### Extracted data

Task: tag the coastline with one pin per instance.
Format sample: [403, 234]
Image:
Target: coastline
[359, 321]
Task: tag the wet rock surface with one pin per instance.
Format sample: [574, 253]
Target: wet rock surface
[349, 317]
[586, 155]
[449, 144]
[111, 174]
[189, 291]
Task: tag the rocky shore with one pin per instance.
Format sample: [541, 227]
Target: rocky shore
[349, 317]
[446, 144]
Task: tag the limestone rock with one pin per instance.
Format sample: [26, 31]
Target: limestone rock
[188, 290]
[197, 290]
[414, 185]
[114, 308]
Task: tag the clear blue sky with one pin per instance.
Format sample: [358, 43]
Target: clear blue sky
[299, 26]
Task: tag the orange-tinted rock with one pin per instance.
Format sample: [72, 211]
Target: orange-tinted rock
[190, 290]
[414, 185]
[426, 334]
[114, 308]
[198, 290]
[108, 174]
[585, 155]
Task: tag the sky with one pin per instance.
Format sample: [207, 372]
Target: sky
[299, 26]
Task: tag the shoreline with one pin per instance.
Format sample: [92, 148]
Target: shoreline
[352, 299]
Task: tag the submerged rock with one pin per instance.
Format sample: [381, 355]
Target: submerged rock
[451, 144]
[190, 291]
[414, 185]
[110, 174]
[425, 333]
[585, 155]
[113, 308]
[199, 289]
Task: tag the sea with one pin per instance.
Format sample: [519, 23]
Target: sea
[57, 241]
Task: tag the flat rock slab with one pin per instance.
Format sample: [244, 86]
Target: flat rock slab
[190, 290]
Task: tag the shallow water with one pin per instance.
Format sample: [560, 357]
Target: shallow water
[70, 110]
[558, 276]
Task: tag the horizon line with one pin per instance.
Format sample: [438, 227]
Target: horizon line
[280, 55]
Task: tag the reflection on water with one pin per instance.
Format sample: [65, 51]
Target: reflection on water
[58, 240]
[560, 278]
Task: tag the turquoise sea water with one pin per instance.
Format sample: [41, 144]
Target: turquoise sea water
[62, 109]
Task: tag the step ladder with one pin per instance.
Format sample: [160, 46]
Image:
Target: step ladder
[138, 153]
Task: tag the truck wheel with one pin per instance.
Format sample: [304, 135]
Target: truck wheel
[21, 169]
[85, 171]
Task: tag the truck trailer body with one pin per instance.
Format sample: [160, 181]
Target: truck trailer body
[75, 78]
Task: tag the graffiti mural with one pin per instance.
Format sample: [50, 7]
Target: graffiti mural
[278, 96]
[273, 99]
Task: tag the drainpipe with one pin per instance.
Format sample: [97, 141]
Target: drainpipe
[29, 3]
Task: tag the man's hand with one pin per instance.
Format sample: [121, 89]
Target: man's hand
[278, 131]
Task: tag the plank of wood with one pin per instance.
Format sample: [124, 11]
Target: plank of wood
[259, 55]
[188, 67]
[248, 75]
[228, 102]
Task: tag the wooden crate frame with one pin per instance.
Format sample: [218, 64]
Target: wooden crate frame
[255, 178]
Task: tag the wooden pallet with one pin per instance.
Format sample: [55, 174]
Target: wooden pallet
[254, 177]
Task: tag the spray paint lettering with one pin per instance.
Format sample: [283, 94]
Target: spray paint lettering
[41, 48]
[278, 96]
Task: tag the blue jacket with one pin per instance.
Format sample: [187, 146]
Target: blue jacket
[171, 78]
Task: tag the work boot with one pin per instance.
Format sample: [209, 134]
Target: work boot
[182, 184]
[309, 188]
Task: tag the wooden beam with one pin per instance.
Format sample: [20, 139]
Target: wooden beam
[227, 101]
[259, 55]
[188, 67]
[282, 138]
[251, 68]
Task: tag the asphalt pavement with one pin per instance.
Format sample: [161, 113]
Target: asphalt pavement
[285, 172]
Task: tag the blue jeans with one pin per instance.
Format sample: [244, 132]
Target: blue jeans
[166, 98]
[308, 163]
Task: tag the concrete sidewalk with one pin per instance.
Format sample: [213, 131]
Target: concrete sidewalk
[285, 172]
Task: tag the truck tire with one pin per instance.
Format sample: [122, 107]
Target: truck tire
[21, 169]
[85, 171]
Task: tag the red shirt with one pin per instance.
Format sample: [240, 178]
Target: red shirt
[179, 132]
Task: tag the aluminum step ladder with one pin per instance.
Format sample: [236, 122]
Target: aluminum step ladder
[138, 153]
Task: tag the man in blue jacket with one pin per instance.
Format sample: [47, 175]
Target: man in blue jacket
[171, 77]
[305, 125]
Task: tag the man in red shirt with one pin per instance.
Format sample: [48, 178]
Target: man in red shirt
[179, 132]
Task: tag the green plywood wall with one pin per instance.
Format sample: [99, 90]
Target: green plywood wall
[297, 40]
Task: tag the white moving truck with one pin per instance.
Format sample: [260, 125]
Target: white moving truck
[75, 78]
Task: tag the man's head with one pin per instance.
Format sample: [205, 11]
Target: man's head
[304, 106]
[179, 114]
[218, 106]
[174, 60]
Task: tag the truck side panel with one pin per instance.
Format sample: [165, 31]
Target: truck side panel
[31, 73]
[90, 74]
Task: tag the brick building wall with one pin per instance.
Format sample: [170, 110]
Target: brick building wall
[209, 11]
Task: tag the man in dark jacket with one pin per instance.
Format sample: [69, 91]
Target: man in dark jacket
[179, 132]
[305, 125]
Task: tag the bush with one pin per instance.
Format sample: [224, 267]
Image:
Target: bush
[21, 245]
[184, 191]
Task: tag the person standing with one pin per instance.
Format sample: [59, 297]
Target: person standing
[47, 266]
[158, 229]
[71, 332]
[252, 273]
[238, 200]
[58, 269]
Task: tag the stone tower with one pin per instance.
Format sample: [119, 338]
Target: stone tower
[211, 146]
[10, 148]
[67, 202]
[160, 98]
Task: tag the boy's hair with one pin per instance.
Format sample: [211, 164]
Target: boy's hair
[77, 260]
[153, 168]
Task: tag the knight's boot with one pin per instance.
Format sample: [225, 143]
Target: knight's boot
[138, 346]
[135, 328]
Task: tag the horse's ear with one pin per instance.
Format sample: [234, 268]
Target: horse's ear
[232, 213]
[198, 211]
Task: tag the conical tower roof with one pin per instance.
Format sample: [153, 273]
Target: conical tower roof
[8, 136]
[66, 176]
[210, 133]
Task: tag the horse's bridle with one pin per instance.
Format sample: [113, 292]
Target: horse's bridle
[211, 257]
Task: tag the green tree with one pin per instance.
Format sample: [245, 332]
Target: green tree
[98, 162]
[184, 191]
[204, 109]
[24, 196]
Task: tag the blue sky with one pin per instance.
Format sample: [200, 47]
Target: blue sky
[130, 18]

######

- **Given problem**: Each entry above needs to be retyped exactly.

- **Result of the exercise**:
Task: tag the coastline with one pin per instance.
Format sample: [403, 234]
Image:
Target: coastline
[359, 321]
Task: tag the wet rock surface with one pin per instance.
Format sample: [574, 253]
Target: wet rock surface
[349, 317]
[586, 155]
[449, 144]
[111, 174]
[189, 291]
Task: tag the rocky shore with one pin per instance.
Format sample: [541, 227]
Target: rocky shore
[349, 317]
[446, 144]
Task: tag the limestone rock with one pin per instance.
Format sample: [26, 31]
Target: limestone rock
[188, 290]
[197, 290]
[414, 185]
[114, 308]
Task: tag the clear blue sky with one pin per instance.
Format sample: [358, 43]
Target: clear blue sky
[299, 26]
Task: tag the orange-tinted rock with one pin per instance.
Format sample: [72, 211]
Target: orange-tinted rock
[190, 290]
[414, 185]
[426, 334]
[114, 308]
[198, 290]
[108, 174]
[585, 155]
Task: tag the sky with one pin per instance.
Format sample: [207, 372]
Target: sky
[299, 26]
Task: tag the shoreline with one pin per instance.
Format sample: [92, 148]
Target: shoreline
[352, 299]
Task: tag the submerged rock with one pin per instance.
Format sample: [381, 355]
Target: submerged rock
[451, 144]
[190, 291]
[414, 185]
[110, 174]
[425, 333]
[585, 155]
[113, 308]
[199, 289]
Task: tag the sea with one pin per instance.
Format sample: [519, 23]
Target: sea
[57, 241]
Task: tag the flat rock slab with one pin per instance.
Format sample: [244, 86]
Target: flat rock slab
[190, 290]
Task: tag the shallow water with one pin per instance.
Format sample: [560, 357]
Target: shallow water
[70, 110]
[558, 276]
Task: tag the horizon line with one pin per instance.
Format sample: [438, 227]
Target: horizon line
[280, 55]
Task: tag the reflection on water with one pin per instance.
Format sample: [65, 51]
Target: reflection on water
[58, 240]
[560, 278]
Task: tag the turquoise sea water with one pin per instance.
Format sample: [41, 144]
Target: turquoise sea water
[62, 109]
Task: tag the step ladder with one pin per instance.
Format sample: [160, 46]
Image:
Target: step ladder
[138, 153]
Task: tag the truck wheel with one pin per instance.
Format sample: [304, 135]
Target: truck wheel
[21, 169]
[85, 171]
Task: tag the truck trailer body with one pin per instance.
Format sample: [160, 181]
Target: truck trailer body
[75, 78]
Task: tag the graffiti mural with one pin per instance.
Format sample: [50, 7]
Target: graffiti mural
[278, 96]
[273, 99]
Task: tag the drainpipe with one pin per instance.
Format sample: [97, 141]
Target: drainpipe
[29, 3]
Task: tag the man's hand with one pin per instance.
Format sample: [121, 89]
Target: man's hand
[278, 131]
Task: tag the plank of wood with one pin per instance.
Format sample: [124, 11]
Target: plank of wood
[259, 55]
[188, 67]
[248, 75]
[228, 102]
Task: tag the wooden crate frame with one pin per instance.
Format sample: [218, 64]
Target: wooden crate frame
[255, 178]
Task: tag the wooden pallet with one pin per instance.
Format sample: [55, 174]
Target: wooden pallet
[254, 177]
Task: tag the spray paint lettering with one pin per instance.
Format sample: [283, 94]
Target: spray paint lettering
[41, 48]
[278, 96]
Task: tag the blue jacket with one pin per instance.
Format sample: [187, 146]
Target: blue jacket
[171, 78]
Task: tag the work boot with one pin per instance.
Format sample: [209, 134]
Target: work boot
[182, 184]
[309, 188]
Task: tag the wooden beam with one pin per instance.
Format sample: [20, 139]
Target: wooden beam
[227, 101]
[259, 55]
[188, 67]
[282, 138]
[251, 68]
Task: tag the asphalt pavement with one pin per instance.
Format sample: [161, 113]
Target: asphalt pavement
[285, 172]
Task: tag the blue jeans with one pin per instance.
Format sample: [244, 132]
Target: blue jeans
[166, 98]
[308, 163]
Task: tag the concrete sidewalk with one pin per instance.
Format sample: [213, 131]
Target: concrete sidewalk
[285, 172]
Task: tag the truck tire with one pin per instance.
Format sample: [122, 107]
Target: truck tire
[21, 169]
[85, 171]
Task: tag the red shirt with one pin per instance.
Format sample: [240, 178]
Target: red shirt
[179, 132]
Task: tag the aluminum step ladder with one pin per instance.
Format sample: [236, 122]
Target: aluminum step ladder
[138, 153]
Task: tag the man in blue jacket with one pin per instance.
Format sample: [47, 175]
Target: man in blue jacket
[171, 77]
[305, 125]
Task: tag the man in red shirt with one pin per instance.
Format sample: [48, 178]
Target: man in red shirt
[179, 132]
Task: tag the green plywood wall with one pin per instance.
Format sample: [99, 90]
Target: green plywood wall
[297, 40]
Task: tag the white moving truck with one pin per instance.
Format sample: [260, 125]
Target: white moving truck
[75, 78]
Task: tag the man's head with one pin per instance.
Format sample: [205, 11]
Target: man's head
[304, 106]
[179, 114]
[218, 106]
[174, 60]
Task: tag the truck side panel with one pin per instance.
Format sample: [165, 31]
Target: truck side panel
[31, 73]
[90, 74]
Task: tag the brick building wall with one pin per instance.
Format sample: [170, 110]
Target: brick building wall
[209, 11]
Task: tag the man in dark jacket with one pin per instance.
Format sample: [69, 91]
Target: man in dark jacket
[179, 132]
[305, 125]
Task: tag the bush with one pin per instance.
Format sample: [224, 267]
Image:
Target: bush
[21, 245]
[184, 191]
Task: tag the person standing with one pin per instance.
Format sample: [59, 297]
Target: person standing
[47, 266]
[158, 229]
[71, 332]
[252, 273]
[238, 200]
[58, 269]
Task: tag the stone tower with one pin per instance.
Format sample: [119, 338]
Target: stone tower
[211, 146]
[10, 148]
[67, 202]
[160, 98]
Task: tag the boy's hair with one pin per instance.
Format sample: [211, 164]
Target: boy's hair
[77, 260]
[153, 168]
Task: tag the knight's boot with one pin per instance.
Format sample: [225, 143]
Target: knight's boot
[138, 346]
[135, 328]
Task: tag the horse's ear with one pin per instance.
Format sample: [234, 268]
Target: horse's ear
[232, 213]
[198, 211]
Task: tag the conical tower roof with one pin per instance.
Format sample: [153, 273]
Target: conical tower roof
[8, 136]
[66, 176]
[210, 133]
Task: tag the horse's bridle with one pin per instance.
Format sample: [113, 292]
Target: horse's bridle
[211, 257]
Task: tag the green tree with one pin per instance.
Format sample: [245, 332]
Target: green tree
[98, 162]
[184, 191]
[204, 109]
[24, 196]
Task: tag the blue sky with one pin per instance.
Format sample: [200, 47]
Target: blue sky
[130, 18]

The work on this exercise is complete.